All entries below are to be retyped in full, precisely as they appear.
■ ■ ■ ■ ■ ■ ■
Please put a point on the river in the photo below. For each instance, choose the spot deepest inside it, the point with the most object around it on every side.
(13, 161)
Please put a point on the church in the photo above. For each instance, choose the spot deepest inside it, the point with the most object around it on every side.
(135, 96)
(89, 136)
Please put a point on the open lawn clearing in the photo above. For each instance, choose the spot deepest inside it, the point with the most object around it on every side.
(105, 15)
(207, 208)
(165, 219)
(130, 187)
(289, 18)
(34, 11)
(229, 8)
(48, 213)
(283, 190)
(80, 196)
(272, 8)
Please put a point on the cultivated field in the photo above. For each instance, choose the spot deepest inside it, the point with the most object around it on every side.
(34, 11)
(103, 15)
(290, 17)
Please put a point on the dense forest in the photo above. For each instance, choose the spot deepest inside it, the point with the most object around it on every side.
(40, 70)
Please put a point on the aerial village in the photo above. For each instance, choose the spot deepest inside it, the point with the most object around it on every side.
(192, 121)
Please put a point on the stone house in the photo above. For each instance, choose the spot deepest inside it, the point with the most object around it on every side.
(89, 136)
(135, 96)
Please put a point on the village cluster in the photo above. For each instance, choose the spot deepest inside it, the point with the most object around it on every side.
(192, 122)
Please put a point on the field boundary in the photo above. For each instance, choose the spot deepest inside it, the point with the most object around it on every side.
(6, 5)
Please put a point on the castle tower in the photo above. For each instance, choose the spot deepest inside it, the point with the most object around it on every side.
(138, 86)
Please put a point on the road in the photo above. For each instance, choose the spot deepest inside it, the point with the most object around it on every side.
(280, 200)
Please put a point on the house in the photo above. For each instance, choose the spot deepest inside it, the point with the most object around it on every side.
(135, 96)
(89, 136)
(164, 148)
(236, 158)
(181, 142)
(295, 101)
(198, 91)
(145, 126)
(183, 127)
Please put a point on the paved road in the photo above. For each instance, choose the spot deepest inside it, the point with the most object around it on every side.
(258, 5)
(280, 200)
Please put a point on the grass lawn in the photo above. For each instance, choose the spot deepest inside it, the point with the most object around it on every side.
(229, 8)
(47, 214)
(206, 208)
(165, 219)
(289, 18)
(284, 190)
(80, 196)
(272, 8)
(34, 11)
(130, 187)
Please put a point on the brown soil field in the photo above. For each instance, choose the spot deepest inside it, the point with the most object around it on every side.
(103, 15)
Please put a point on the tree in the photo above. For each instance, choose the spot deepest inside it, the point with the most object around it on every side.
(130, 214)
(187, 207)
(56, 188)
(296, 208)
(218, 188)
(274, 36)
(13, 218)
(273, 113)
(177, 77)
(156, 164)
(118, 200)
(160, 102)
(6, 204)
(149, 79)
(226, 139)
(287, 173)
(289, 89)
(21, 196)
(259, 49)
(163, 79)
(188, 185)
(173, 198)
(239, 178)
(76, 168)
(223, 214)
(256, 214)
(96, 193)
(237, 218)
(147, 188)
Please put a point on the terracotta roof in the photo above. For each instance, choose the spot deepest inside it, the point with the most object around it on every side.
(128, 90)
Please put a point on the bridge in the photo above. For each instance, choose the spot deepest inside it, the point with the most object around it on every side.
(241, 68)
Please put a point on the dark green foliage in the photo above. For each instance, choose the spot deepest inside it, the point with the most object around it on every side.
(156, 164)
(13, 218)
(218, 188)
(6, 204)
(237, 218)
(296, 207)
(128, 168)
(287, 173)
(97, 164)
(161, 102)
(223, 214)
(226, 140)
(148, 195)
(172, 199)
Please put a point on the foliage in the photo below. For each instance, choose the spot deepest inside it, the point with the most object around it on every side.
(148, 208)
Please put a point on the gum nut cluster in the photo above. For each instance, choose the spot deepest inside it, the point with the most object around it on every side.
■ ■ ■ ■ ■ ■ ■
● **Solution to this exercise**
Please put a point on the river in the photo below. For each instance, choose the spot deepest inside it, the point with the most object around it on every side.
(13, 161)
Please put a point on the church in the photo above. For each instance, choose the spot deepest inside it, the point with the most object around it on every side.
(135, 96)
(89, 136)
Please put a point on the open lawn clearing in the photo above. For each instance, choose the spot deepest inside it, the point with the most object around it on every side.
(105, 15)
(207, 208)
(165, 219)
(130, 187)
(289, 18)
(34, 11)
(229, 8)
(48, 213)
(283, 190)
(80, 196)
(272, 8)
Please put a point on the cultivated field in the photo above. For each instance, choose the spot deepest inside it, the point with the most object around it on every side.
(34, 11)
(103, 15)
(290, 17)
Please put a point on the dense forest in the photo above. For each instance, choose the spot deepest inside it, the point with the most object around it on every side.
(40, 70)
Please put a point on the aerial village in the photo above. For each instance, choose the spot deepest inside it, the point with the most object around it on every side.
(192, 121)
Please put a point on the stone house in the photo above. For each instance, choose the spot deepest inside it, the point with the most object around it on every side.
(89, 136)
(135, 96)
Please put a point on the village cluster in the photo above. For each instance, choose the spot deepest inside it, the point with the most object around it on every side.
(192, 122)
Please put a point on the field boundary in the photo above. For each instance, choose the spot deepest inside it, the point with the most object around it on every side.
(6, 5)
Please put a point on the castle tower in the photo above. For each instance, choose the spot deepest inside it, the point with the most object around it on every side.
(138, 86)
Please put a point on the road in the photo above. For each instance, choose the spot deepest inside it, the point with the most object around it on every side.
(280, 200)
Please put a point on the house in the photo above. For each instance, choose the spot deepest inside it, the point with the most object around it on every side.
(135, 96)
(89, 136)
(164, 148)
(236, 158)
(181, 142)
(295, 101)
(198, 91)
(145, 126)
(183, 127)
Please put a point on the paved road in the photo above. For each instance, choose the spot deepest inside it, the point with the most object around it on every side.
(258, 5)
(280, 200)
Please put a point on the grass lawn in the photo above. For each instance, choose the spot deepest inside it, the point with the most object around it on every side.
(229, 8)
(47, 214)
(206, 208)
(165, 219)
(289, 18)
(284, 190)
(80, 196)
(272, 8)
(34, 11)
(130, 187)
Please put a point on the brown soil field in the photo above. For each instance, choose the spot deepest inside it, the point with the most object around it on every side.
(103, 15)
Please put a point on the tree in the photo above. For each instance, choose the spot deepest inside it, the point with the most object around it on every side.
(130, 214)
(187, 207)
(56, 188)
(296, 208)
(218, 188)
(274, 36)
(13, 218)
(273, 113)
(177, 77)
(156, 164)
(118, 200)
(160, 102)
(6, 204)
(149, 79)
(226, 139)
(287, 173)
(289, 89)
(21, 196)
(259, 49)
(163, 79)
(188, 185)
(173, 198)
(239, 178)
(76, 168)
(223, 214)
(256, 214)
(96, 193)
(237, 218)
(147, 188)
Please put a point on the terracotta roof in the photo above. For each instance, choose the spot deepest inside it, the point with the most object around it on every side.
(128, 90)
Please put a point on the bridge in the photo above. For each instance, choose the spot deepest inside it, the point with the most object around it on every side.
(241, 68)
Please put a point on the dark green foliage in the photo above. For each instance, choose the spot deepest inside it, the point with the most object around it on every side.
(156, 164)
(13, 218)
(218, 188)
(6, 204)
(237, 218)
(296, 207)
(128, 168)
(287, 173)
(97, 164)
(161, 102)
(223, 214)
(226, 140)
(148, 195)
(172, 199)
Please put a point on the foliage in the photo below. For each instance, choose the spot deepest inside it, the point with the most object around it on every side.
(148, 208)
Please put a point on the gum nut cluster in the photo above. For each instance, choose the spot deepest inside it, the point with the most object around it on every side.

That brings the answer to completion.